(Referring expression pointing data)
────────────────

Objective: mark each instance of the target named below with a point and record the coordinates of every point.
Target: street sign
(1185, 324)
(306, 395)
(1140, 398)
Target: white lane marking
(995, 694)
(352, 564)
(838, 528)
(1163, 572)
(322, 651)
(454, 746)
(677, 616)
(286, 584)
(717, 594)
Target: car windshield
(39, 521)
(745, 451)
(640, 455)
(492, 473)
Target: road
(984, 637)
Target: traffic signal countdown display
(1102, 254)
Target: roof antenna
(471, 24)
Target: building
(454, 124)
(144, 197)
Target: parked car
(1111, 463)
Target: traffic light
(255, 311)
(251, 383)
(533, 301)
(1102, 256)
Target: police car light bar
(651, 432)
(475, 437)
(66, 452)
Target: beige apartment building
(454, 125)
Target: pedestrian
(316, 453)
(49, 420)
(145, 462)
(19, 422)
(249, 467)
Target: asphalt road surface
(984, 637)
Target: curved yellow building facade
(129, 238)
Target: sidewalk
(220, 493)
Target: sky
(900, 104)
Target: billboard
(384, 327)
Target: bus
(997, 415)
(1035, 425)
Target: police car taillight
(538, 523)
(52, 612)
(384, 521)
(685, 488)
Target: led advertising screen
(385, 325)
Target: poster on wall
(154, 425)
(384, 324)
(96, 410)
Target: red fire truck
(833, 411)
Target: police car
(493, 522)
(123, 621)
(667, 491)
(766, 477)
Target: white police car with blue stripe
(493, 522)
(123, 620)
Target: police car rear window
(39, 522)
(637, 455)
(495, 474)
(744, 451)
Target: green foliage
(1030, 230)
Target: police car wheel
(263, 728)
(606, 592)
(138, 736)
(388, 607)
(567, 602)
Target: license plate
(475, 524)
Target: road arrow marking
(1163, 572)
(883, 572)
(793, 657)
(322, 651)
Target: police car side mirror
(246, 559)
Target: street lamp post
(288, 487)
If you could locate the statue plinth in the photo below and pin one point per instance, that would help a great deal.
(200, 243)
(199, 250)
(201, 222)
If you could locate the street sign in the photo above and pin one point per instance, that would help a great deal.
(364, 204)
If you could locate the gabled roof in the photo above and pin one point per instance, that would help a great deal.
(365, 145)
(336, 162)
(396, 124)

────────────────

▶ PROBLEM TO WORK ON: Nothing in the records may change; write them out again in full.

▶ OUTPUT OF THE EXERCISE:
Objective: mark each instance of the target named below with a point and record the coordinates of every point.
Target: street sign
(1185, 324)
(306, 395)
(1140, 398)
Target: white lane marking
(995, 694)
(352, 564)
(838, 528)
(1163, 572)
(322, 651)
(454, 746)
(677, 616)
(286, 584)
(717, 594)
Target: car windshield
(39, 521)
(745, 451)
(640, 455)
(492, 473)
Target: road
(984, 637)
Target: traffic signal countdown display
(1102, 254)
Target: roof antenna
(471, 24)
Target: building
(454, 124)
(144, 197)
Target: parked car
(1111, 463)
Target: traffic light
(255, 311)
(251, 383)
(533, 301)
(1102, 256)
Target: police car light bar
(651, 432)
(475, 437)
(66, 452)
Target: beige apartment building
(454, 125)
Target: pedestrian
(316, 453)
(49, 420)
(145, 462)
(19, 422)
(249, 467)
Target: asphalt road surface
(984, 637)
Target: curved yellow building facade
(129, 238)
Target: sidewalk
(220, 493)
Target: sky
(900, 104)
Target: billboard
(384, 327)
Target: bus
(997, 415)
(1035, 425)
Target: police car taillight
(538, 523)
(52, 612)
(384, 521)
(685, 488)
Target: led advertising screen
(385, 325)
Target: poster on wall
(154, 425)
(384, 324)
(96, 410)
Target: red fire truck
(833, 411)
Target: police car
(493, 522)
(123, 621)
(667, 491)
(766, 477)
Target: white police car with blue stripe
(493, 522)
(123, 620)
Target: police car rear window
(39, 522)
(637, 455)
(495, 474)
(744, 451)
Target: green foliage
(1030, 230)
Target: police car wheel
(263, 728)
(606, 592)
(138, 736)
(388, 607)
(567, 602)
Target: license plate
(475, 524)
Target: road arrow marking
(1163, 572)
(883, 572)
(793, 657)
(322, 651)
Target: police car side mirror
(246, 559)
Target: street lamp post
(288, 487)
If you could locate the statue plinth in the photo below and pin one point per instance, that would help a great deal.
(200, 243)
(199, 250)
(201, 222)
If you could locate the street sign in the photo above and pin one point per instance, that would help a great deal.
(364, 204)
If you could locate the gabled roof in the photo above and pin one point per instance, that would help a great deal.
(365, 145)
(336, 162)
(396, 124)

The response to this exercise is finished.